LISTING:
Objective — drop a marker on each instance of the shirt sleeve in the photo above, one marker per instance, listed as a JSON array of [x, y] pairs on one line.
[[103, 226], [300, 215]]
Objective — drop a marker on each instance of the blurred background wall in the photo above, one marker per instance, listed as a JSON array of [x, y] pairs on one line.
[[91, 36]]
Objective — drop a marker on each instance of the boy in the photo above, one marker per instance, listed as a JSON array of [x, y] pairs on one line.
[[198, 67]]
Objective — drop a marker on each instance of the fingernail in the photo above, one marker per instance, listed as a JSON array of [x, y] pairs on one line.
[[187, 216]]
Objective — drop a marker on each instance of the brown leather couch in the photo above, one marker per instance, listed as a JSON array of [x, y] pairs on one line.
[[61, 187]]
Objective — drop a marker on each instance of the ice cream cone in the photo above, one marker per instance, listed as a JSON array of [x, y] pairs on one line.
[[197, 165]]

WHAT THIS TASK INVOLVES: Format the listing above as a CSV with two columns, instruction and response. Give one row for each instruction, with its answer beside it, and put each value in its own quoted field with line breaks turned into spaces.

OUTPUT FOR THIS TASK:
instruction,response
"Objective — drop a marker on each instance of the shirt sleeve in the photo above, one marker per instance, listed as a JSON array of [x, y] pairs on one line.","[[103, 226], [300, 215]]"
"Objective — drop a marker on each instance of the blurred background wall in the photo above, one marker per instance, listed as a JSON array of [x, y] pairs on one line.","[[91, 36]]"
"Objective — drop a marker on each instance of the boy in the photo above, one marker per instance, listed as a JSON array of [x, y] pairs on one line.","[[198, 67]]"
"Objective — drop a marker on each instance of the fingernail in the photo above, one marker per instance, listed as a JSON array of [x, y] pairs on one line.","[[187, 216]]"
"Objective — drop a marker on each instance of the brown leather couch in the photo above, one marker per instance, listed as a JSON array of [x, y] pairs on one line.","[[61, 187]]"
"Objective — drop a marker on each instance of the ice cream cone in the photo above, one marker per instance, listed as a JSON array of [x, y] pairs on one line.","[[197, 165]]"